• **Opdrachten**:
1 - Hoeveel schoorstenen zijn er volgens het fragment over fabrieksschoorstenen in Nederland in totaal ooit gebouwd?
2 - Kun je het fragment over fabrieksschoorstenen in twee zinnen samenvatten?

• **Paginafragment**:

____________

Er ontstaan bovendien nieuwe bedrijfstakken, zoals gas- en elektriciteitsbedrijven. In de berekening van de maatvoering en de noodzakelijke hoogte, diameter en trek is het verwarmende oppervlak van de ketel(s) een belangrijk gegeven. Bovendien speelt de soort ketel, de hitte en de chemische samenstelling van de rookgassen een rol.

In het begin van de twintigste eeuw ontstaan er door de grote aantallen te bouwen schoorstenen al spoedig standaardmodellen voor de kleinere schoorstenen tot ongeveer twintig meter hoogte. Ze zijn vaak aan de diverse uitvoeringen van de kop te herkennen. Vaak leveren de steenfabrieken series van speciaal gebogen stenen, waarmee deze standaardkoppen kunnen worden gerealiseerd.

Tot de tweede wereldoorlog blijft de vormgeving traditioneel. Daarna ontstaan er fabrieksschoorstenen van nieuw toegepaste materialen zoals beton en staal. Door de afname van het gebruik van stoommachines worden er na 1970 vrijwel geen nieuwe schoorstenen meer gebouwd. De nog bestaande schoorstenen zijn zodoende evenzovele monumenten geworden.

In Nederland zijn in totaal ooit ongeveer 10.000 schoorstenen gebouwd.

Bouw

In Nederland worden voor 1880 veel schoorstenen door buitenlandse bedrijven gebouwd, met name de hogere van boven de veertig meter. Vanaf 1880 ontstaan er gespecialiseerde schoorsteenbouwbedrijven, die langzaam de markt veroveren, nadat ze ervaring hebben opgedaan met de lagere schoorstenen.

____________

• **Materiaal**:
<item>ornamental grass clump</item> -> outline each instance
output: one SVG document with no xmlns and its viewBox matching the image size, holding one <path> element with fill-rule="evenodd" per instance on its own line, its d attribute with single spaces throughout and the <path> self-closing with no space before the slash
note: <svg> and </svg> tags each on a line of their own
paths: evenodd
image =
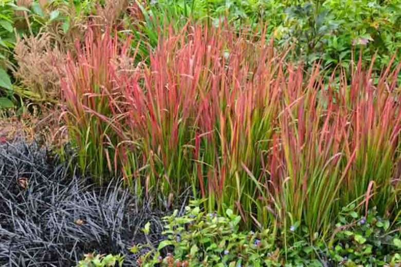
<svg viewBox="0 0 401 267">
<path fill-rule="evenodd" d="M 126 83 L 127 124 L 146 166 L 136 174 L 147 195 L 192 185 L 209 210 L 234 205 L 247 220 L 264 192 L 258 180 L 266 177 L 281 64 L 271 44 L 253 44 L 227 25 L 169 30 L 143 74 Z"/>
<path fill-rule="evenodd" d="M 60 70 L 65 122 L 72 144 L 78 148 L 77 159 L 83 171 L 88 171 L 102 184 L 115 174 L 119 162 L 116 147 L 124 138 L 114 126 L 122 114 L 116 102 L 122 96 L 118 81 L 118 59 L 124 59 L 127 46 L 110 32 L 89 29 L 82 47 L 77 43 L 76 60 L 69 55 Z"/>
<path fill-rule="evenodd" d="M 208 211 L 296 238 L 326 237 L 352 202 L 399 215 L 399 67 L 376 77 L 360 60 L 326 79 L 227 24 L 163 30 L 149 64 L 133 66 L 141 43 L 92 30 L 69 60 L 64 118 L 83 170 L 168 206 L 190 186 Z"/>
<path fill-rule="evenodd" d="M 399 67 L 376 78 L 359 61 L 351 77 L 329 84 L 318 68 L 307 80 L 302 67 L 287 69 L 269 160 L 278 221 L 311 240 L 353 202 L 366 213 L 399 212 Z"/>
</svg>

____________

• **Eindresultaten**:
1 - Ongeveer 10.000.

2 - Aan het begin van de twintigste eeuw ontstaan standaardmodellen voor kleinere schoorstenen tot ongeveer twintig meter hoogte, en na de Tweede Wereldoorlog worden ook beton en staal gebruikt. Doordat stoommachines minder worden gebruikt, worden er na 1970 vrijwel geen nieuwe schoorstenen meer gebouwd, zodat de nog bestaande schoorstenen monumenten zijn geworden.